- MATERIAL SHOWN
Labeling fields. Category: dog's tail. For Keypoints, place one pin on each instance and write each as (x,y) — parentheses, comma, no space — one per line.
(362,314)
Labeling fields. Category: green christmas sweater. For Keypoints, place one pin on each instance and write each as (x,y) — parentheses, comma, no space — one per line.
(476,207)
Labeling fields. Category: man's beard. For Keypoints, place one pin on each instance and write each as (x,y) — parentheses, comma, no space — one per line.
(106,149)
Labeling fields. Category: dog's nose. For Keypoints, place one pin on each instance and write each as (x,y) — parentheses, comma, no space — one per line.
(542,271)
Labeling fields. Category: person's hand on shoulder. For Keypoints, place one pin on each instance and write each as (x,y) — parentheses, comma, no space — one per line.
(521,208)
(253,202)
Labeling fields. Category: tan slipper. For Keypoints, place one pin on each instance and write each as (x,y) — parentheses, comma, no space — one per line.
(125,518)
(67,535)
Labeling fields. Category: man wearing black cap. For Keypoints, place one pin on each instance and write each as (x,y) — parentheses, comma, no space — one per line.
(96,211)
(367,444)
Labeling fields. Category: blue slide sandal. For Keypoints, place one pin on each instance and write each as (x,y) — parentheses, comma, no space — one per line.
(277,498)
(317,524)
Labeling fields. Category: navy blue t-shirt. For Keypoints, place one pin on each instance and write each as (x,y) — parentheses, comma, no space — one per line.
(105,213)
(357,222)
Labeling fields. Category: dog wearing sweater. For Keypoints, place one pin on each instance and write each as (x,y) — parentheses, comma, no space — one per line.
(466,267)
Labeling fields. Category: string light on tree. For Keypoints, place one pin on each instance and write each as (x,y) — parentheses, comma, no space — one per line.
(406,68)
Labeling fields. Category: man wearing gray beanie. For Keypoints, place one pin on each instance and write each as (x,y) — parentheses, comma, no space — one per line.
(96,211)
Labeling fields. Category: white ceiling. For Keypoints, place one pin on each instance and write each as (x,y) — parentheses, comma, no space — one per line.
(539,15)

- EXERCISE DIRECTIONS
Copy every one of the lines above word for word, keeping their order.

- FULL SOLUTION
Labeling fields. Category: dog's tail. For Keypoints, place one pin on each instance and write each as (x,y) — parentheses, comma, no space — one per line.
(362,314)
Labeling fields. Category: green christmas sweater. For Keypoints, place one pin on each instance and write each as (x,y) — parentheses, comma, no space — one per line.
(476,207)
Labeling fields. Category: man's beard. For Keypoints, place one pin on each instance and write each as (x,y) — parentheses, comma, no space — one per line.
(106,149)
Labeling fields. Category: dog's nose. For Keypoints, place one pin on each instance and write each as (x,y) — parentheses, comma, no space — one per line.
(542,271)
Labeling fields. Category: person's hand on shoulder. For Keypoints, place one pin on each instance and write each as (x,y) — parentheses, comma, no space — one per line.
(521,208)
(253,202)
Labeling fields. Category: tan slipper. For Keypoints, place one pin on each instance and write each as (x,y) — parentheses, comma, no space — one per line.
(125,518)
(67,535)
Labeling fields. Category: man wearing black cap. For Keypoints, place one pin on each instance and write each as (x,y) — parentheses, comma, no space — one per line.
(96,211)
(367,444)
Labeling fields. Category: blue slide sandal. For Keypoints, place one pin on each instance and write each as (x,y) — parentheses, comma, no space — one per line.
(277,498)
(317,524)
Labeling fields. Category: navy blue t-shirt. For Keypoints, place one pin on each instance and write each as (x,y) — parentheses, comma, no space — one per line.
(105,213)
(357,222)
Labeling fields. Category: dog wearing sweater. For Keypoints, place one pin on each instance and write each as (x,y) — parentheses, comma, no space — one per line.
(466,267)
Labeling fields. Category: string light on tree. For Keypoints, place one pin on each instance and write each as (x,y) — parentheses, comma, no space — one per line.
(406,68)
Labeling fields. Category: man wearing gray beanie. For Keypoints, place one pin on each instance and write each as (x,y) — parentheses, comma, no space — one per line.
(96,211)
Labeling fields. Category: white ceiling. For Keypoints, place one pin on each instance and write each as (x,y) — parentheses, comma, no space — one per line.
(539,15)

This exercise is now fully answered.